» **Exercise brief**
Write out only the part of the listing below that runs from the line containing "Each returned marker MUST sit on an instance of the silver" down to the line containing "[[335, 844], [381, 833], [510, 839]]", requests included, with every x and y coordinate in the answers shifted up by 136.

Object point labels:
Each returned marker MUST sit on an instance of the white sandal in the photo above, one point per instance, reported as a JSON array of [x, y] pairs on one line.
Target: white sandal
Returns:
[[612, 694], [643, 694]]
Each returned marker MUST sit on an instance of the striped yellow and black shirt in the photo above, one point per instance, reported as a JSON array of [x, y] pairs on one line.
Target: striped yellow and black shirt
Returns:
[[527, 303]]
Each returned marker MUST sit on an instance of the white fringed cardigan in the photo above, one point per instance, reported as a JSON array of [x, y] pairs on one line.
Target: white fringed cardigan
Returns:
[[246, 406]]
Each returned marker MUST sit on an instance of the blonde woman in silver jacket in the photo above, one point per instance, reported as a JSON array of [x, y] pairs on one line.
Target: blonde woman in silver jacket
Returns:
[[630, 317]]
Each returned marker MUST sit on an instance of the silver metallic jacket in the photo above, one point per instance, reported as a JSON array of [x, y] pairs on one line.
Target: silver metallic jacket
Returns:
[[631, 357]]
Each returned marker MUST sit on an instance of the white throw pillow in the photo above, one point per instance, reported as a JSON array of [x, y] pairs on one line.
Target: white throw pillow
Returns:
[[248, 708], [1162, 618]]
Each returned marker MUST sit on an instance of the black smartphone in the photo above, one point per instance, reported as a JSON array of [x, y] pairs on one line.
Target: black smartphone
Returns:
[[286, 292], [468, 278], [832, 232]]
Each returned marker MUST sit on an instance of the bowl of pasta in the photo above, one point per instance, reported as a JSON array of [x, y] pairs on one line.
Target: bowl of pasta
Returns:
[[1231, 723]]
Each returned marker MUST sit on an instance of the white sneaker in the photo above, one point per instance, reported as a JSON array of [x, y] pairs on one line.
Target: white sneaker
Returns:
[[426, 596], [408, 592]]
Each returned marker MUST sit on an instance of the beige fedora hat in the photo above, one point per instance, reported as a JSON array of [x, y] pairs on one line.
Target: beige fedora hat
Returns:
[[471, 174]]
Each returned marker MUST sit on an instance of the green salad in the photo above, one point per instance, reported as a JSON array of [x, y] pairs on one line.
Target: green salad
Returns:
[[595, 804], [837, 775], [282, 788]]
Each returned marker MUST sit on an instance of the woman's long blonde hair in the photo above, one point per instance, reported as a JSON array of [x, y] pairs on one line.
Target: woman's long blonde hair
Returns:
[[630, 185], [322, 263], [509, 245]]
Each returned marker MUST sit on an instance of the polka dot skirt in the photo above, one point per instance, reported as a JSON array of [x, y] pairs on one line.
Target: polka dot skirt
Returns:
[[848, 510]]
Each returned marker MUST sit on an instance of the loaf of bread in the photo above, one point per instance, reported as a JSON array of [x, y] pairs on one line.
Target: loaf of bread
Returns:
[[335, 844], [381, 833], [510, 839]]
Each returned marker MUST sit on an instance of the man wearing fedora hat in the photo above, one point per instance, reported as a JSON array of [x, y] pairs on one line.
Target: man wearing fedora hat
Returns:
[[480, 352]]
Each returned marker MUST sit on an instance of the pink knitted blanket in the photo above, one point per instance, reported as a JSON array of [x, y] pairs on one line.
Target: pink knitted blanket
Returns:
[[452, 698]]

» **Result for this exercise**
Each returned marker MUST sit on an instance of the silver metallic jacket in the photo above, one point per instance, reported as a JSON array of [x, y] pairs on one line.
Target: silver metallic jacket
Returns:
[[767, 493]]
Each returned marker MUST sit on an instance of the white throw pillow in the photo above, one point per instance, reported as a JSON array of [x, y] pairs on one line.
Target: white throw pillow
Returns:
[[384, 844], [1298, 754]]
Each returned marker MUST sit on an instance of the black smartphone in the photo above, one point per instance, reported as a JSON array of [x, y] pairs on one line.
Target: black smartphone
Returns:
[[422, 428], [604, 414], [968, 368]]
Each returned marker MUST sit on an instance of the bowl of pasta in the photo above, one point per instance, reported as a JSON array of [x, y] pairs on one line.
Target: bowl of pasta
Returns:
[[1367, 859]]
Each returned marker MUST sit on an instance of the white sneaker in the photo above, one point per instance, reported as a JSON array of [x, y] pairs on one line.
Target: white sneaker
Returns:
[[562, 732], [544, 728]]
Each returned marker MUST sit on an instance of the beige fedora hat in the photo above, one point per instance, reported as a JSON array of [x, y] pairs on one line.
Target: beige fedora hat
Returns:
[[607, 310]]
Each returned marker MUST sit on an instance of the green salad in the photo above, one point per instance, reported as a JSON array of [x, y] pairs on one line.
Target: green salad
Returns:
[[731, 940], [973, 911], [418, 924]]
Each returned marker MUST sit on an instance of the woman's long blonde hair in the photo above, one point per instance, reported as a JSON array of [x, y] pairs on one line.
Target: woman's long blonde hair
Returns:
[[766, 321], [458, 399], [645, 381]]
Each returned marker MUST sit on an instance of the polka dot skirt in the photo above, one point per instance, reported as a JSON array of [x, y] pairs on one line.
Target: polka dot skirt
Returns:
[[984, 646]]
Each returned marker MUST sit on an instance of the loaf of bread in the photo above, one point per instance, reported as a JSON array of [x, y] pairs on one line.
Target: loaf of bread
Returns:
[[471, 980], [517, 969], [646, 975]]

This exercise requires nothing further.